(PROBLEM A)
Answer these questions about the passage on sharing faith with a stranger:
(i) What did the writer feel creeping up toward the esophagus?
(ii) What does the passage say not to prescribe like a pill to swallow?
(iii) What four things found in Jesus does the writer hope she heard about from someone she trusts?
(PROBLEM B)
Extend the passage about sharing faith with a stranger, picking up after its last sentence.

(SOURCE TEXT)
+++
Really? We are going to talk to her about how she is a sinner? Right here? Right now? I could feel the uneasiness in my stomach begin to creep it's way up my esophagus. I've never gotten physically ill before, but everything in my body was screaming NO!!!!!!!! JUST LOVE HER!!!! You can listen and love her and tell about this amazing man named Jesus that gives you hope, but don't make her pray a prayer. Don't prescribe her faith like a pill to swallow. Let her be herself and love her just the way she is. I pray that after we left she was able to speak with someone she trusts about the grace, love, hope, and redemption found in this man Jesus and not just the freedom from sin.
+++
(LISTED ENTRIES)
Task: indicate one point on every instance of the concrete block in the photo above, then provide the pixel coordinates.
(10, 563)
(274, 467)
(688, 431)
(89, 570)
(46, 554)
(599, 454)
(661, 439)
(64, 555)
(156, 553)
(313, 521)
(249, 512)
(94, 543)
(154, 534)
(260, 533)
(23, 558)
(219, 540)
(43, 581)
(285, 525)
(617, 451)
+++
(RESPONSE AREA A)
(i) The uneasiness in the writer's stomach.
(ii) Her faith.
(iii) Grace, love, hope, and redemption.

(RESPONSE AREA B)
I attended a class about missions in which a man once told a missionary, "Your message of Jesus comes to us already planted in a clay pot decorated the way you like it. We love the message of Jesus, but we had to break the pot and replant it in our own." We can't tell others how to know and love Jesus. We can only show and tell of Jesus' love for them. Let's leave the prescriptions for the doctors.

I walked out of the counseling and couldn't return for the rest of the week in Africa. I couldn't write the love song they asked me to write. I couldn't add to the number of "saved" that week, but it doesn't bother me because I know God is pursuing the hearts of all He created and He is drawing them unto Himself in His time.